◆ GIVEN EXERCISE 1
In the records, repeat word for word the stretch from the line that contains "The client would like the bounding box for the flowering" through the line that contains "[0,281,131,400]".

◆ PAGE
※ ※ ※
With seemingly never-ending rights for employees and
increasingly complex obligations for employers, many companies
favour agency workers and independent contractors over the
recruitment of staff. But in a ruling against Cable & Wireless
last month the Court of Appeal said that a contract of employment
can be implied in such arrangements.
The case concerned telecoms specialist Mr P Muscat. He had been
employed by a company called Exodus Internet. In 2001, Exodus was
preparing for a sale and wanted to reduce its staff count. It
dismissed Muscat, agreeing to rehire him as a contractor through
the vehicle of his personal service company, E-Nuff.
Cable & Wireless bought Exodus and told Muscat that he must
deal with the company through an agency. The agency contract with
E-Nuff stated that nothing in it should be construed as
constituting or establishing a relationship of employee and
employer between the parties.
Thereafter (at C&W's request) the agency terminated the
contract with E-Nuff and, in response, Muscat filed a claim of
unfair dismissal. He argued that he had actually been an employee
of C&W and as such had been unfairly dismissed.
※ ※ ※
Photo labels with boxes

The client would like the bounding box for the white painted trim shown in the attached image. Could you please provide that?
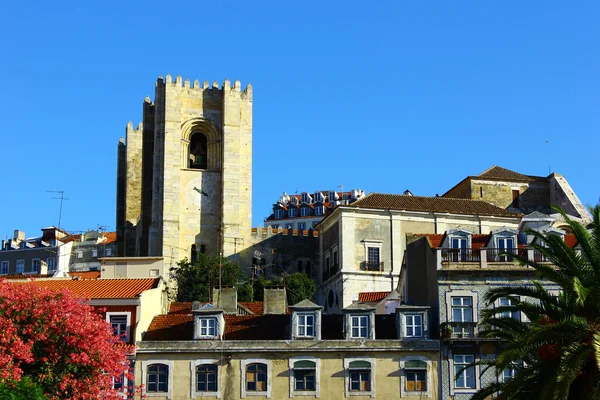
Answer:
[142,359,173,400]
[288,356,321,399]
[400,356,433,398]
[190,358,221,399]
[240,358,273,399]
[106,311,131,343]
[344,357,375,398]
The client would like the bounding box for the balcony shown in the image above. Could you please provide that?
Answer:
[360,261,383,272]
[442,248,481,263]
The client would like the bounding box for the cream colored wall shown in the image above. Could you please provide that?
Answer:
[135,351,439,400]
[135,281,168,341]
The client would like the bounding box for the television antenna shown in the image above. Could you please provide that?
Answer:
[46,190,71,229]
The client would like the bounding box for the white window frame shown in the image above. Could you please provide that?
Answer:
[240,358,273,399]
[296,312,317,338]
[448,352,480,395]
[142,359,174,400]
[31,258,42,274]
[350,314,371,339]
[403,313,425,338]
[190,358,222,399]
[198,317,219,338]
[15,259,25,274]
[400,356,433,398]
[344,357,375,398]
[288,356,321,399]
[106,311,131,343]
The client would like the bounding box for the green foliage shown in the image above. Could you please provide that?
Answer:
[171,254,237,302]
[472,205,600,400]
[0,377,46,400]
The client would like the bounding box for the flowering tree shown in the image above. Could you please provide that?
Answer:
[0,281,131,400]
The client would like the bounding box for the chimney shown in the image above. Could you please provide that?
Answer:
[263,286,287,314]
[212,286,237,314]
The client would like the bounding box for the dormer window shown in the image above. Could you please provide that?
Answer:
[297,313,315,337]
[199,317,217,337]
[352,315,369,338]
[290,300,323,340]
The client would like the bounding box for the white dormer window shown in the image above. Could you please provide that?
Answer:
[297,313,315,337]
[200,318,217,337]
[302,192,312,204]
[351,315,369,338]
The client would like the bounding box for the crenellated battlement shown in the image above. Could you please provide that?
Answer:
[252,226,319,238]
[156,74,252,100]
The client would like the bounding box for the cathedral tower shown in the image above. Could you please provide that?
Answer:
[117,75,252,264]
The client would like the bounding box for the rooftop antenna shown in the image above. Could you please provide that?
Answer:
[46,190,71,229]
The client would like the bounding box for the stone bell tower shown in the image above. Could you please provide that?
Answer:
[117,75,252,264]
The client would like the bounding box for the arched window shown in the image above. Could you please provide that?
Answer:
[189,132,208,169]
[196,364,217,392]
[246,363,267,392]
[146,364,169,393]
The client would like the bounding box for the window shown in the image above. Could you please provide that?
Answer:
[404,360,427,392]
[0,261,8,275]
[106,312,131,342]
[348,361,371,392]
[293,360,317,392]
[367,247,379,266]
[454,355,475,389]
[200,318,217,337]
[31,258,40,273]
[46,257,55,272]
[498,297,521,321]
[351,315,369,338]
[246,363,267,392]
[146,364,169,393]
[297,314,315,337]
[406,314,423,337]
[196,364,218,392]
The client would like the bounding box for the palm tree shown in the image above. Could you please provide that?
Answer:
[472,204,600,400]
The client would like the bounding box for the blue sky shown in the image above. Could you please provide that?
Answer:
[0,1,600,238]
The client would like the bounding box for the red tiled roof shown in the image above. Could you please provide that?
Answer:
[565,233,577,248]
[358,292,391,303]
[347,193,522,218]
[68,271,100,279]
[14,278,160,299]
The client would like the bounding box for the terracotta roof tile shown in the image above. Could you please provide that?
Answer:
[347,193,522,218]
[8,278,160,299]
[358,292,391,303]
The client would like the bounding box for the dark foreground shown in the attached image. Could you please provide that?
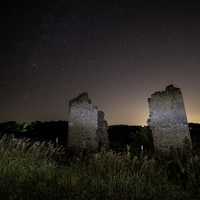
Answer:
[0,137,200,200]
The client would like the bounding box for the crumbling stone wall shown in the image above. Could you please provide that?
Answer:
[97,111,109,149]
[148,85,191,150]
[68,93,108,150]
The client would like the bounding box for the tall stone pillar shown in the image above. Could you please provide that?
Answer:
[148,85,191,150]
[68,93,107,150]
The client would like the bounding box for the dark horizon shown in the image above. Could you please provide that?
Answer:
[0,0,200,125]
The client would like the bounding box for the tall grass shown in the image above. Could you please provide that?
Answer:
[0,137,200,200]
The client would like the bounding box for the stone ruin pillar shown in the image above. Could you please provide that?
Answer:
[68,93,108,150]
[97,111,109,150]
[148,85,191,150]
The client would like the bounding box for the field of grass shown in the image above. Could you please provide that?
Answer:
[0,137,200,200]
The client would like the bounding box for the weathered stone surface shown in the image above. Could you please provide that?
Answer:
[97,111,109,149]
[68,93,108,150]
[148,85,191,150]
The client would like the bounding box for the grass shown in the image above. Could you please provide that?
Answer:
[0,137,200,200]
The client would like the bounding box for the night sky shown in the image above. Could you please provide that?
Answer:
[0,0,200,125]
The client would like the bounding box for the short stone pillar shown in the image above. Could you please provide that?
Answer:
[68,93,108,150]
[148,85,191,150]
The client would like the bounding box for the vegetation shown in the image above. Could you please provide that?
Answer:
[0,136,200,200]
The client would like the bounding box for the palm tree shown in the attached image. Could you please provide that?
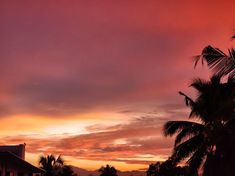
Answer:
[146,158,189,176]
[98,164,117,176]
[39,155,64,176]
[164,75,235,176]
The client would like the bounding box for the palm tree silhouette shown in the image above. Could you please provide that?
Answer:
[195,35,235,77]
[98,164,117,176]
[164,75,235,176]
[39,155,64,176]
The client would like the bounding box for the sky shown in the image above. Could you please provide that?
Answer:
[0,0,235,170]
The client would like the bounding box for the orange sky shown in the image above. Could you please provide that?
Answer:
[0,0,235,170]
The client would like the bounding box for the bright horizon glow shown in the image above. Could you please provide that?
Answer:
[0,0,235,170]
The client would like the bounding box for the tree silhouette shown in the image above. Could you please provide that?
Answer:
[39,155,64,176]
[195,35,235,77]
[146,158,189,176]
[98,164,117,176]
[39,155,77,176]
[164,75,235,176]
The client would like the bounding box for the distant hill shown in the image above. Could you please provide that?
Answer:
[71,166,146,176]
※ ※ ※
◆ GIVEN EXERCISE 2
Answer these from the article on the Court of Appeal ruling against Cable & Wireless:
(a) Which company first employed Mr P Muscat?
(b) What was the name of Muscat's personal service company?
(c) What claim did Muscat file after the agency ended its contract with his company?

◆ PROBLEM SOLUTION 1
The client would like the bounding box for the flowering tree shown in the image above. Could you please provide that?
Answer:
[0,281,131,400]

◆ PROBLEM SOLUTION 2
(a) Exodus Internet
(b) E-Nuff
(c) A claim of unfair dismissal